+++ Records for the task +++
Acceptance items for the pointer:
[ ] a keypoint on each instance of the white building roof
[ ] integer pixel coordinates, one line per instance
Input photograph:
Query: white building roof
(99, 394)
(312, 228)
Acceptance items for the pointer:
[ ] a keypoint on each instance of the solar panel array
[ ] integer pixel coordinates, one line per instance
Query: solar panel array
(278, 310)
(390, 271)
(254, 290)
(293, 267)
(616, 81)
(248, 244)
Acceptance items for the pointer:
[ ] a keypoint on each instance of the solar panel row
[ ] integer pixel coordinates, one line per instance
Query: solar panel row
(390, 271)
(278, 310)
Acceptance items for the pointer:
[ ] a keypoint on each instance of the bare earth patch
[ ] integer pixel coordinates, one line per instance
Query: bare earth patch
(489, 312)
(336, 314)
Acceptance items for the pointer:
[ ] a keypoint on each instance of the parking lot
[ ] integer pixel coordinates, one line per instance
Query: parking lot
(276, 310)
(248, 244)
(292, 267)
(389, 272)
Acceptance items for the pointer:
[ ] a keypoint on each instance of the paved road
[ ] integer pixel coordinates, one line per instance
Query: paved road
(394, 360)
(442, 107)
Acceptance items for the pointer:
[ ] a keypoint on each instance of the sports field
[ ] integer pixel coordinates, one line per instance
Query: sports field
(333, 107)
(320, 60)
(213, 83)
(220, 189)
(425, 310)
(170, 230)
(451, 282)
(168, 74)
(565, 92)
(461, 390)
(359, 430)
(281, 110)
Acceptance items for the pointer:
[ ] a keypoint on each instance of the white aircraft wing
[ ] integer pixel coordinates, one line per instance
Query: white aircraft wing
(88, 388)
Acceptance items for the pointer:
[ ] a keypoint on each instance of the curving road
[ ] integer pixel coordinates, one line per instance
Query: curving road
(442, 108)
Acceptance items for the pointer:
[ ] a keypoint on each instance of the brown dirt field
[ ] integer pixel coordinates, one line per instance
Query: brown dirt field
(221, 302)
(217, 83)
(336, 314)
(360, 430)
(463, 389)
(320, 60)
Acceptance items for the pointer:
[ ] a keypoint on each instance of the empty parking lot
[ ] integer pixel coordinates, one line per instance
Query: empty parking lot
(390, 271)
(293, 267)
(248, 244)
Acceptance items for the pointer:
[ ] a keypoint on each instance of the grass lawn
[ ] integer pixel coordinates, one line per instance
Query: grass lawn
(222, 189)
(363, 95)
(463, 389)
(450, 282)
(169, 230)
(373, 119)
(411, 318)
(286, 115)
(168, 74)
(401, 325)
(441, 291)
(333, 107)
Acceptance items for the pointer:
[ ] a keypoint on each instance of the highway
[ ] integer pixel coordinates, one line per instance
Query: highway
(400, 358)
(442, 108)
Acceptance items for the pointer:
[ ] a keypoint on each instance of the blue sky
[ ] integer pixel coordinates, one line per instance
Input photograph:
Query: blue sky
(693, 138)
+++
+++ Records for the task +++
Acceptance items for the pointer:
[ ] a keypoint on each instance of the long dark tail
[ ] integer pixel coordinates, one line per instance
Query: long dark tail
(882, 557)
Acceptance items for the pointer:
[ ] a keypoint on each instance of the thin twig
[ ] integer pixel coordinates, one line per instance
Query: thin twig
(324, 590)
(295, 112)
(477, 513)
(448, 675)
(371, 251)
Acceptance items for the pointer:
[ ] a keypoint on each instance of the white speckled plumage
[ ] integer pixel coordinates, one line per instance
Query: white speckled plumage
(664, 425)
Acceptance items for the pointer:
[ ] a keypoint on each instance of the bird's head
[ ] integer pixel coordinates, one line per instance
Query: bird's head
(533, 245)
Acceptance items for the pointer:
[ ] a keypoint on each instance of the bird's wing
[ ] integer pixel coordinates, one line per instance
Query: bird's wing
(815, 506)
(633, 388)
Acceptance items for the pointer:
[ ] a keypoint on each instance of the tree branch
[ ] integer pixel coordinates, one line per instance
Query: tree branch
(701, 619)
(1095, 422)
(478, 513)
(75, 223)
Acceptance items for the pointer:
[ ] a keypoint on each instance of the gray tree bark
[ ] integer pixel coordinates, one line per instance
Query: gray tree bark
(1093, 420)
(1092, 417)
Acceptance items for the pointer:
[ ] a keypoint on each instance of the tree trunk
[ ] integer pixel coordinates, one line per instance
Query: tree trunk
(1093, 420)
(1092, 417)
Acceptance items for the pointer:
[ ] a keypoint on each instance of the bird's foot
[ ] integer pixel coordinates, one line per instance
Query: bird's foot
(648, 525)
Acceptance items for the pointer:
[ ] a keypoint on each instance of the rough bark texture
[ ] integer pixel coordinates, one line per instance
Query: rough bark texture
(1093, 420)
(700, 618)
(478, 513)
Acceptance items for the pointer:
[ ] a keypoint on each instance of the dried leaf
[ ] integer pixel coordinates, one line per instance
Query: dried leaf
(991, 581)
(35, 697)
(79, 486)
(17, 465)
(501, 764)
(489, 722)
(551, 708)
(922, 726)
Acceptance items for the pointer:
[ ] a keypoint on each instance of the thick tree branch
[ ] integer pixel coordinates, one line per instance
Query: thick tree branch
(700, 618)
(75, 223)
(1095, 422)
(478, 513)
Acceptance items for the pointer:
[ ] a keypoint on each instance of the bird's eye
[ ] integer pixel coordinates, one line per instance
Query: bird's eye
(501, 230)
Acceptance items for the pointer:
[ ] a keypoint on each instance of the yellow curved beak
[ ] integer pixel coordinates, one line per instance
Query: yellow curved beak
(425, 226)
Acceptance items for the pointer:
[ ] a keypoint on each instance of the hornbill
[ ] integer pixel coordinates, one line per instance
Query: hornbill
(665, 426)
+++
Pick out and copy every line of the items above that contains the word "bare".

[ ] a keypoint on each instance of the bare earth patch
Query: bare earth patch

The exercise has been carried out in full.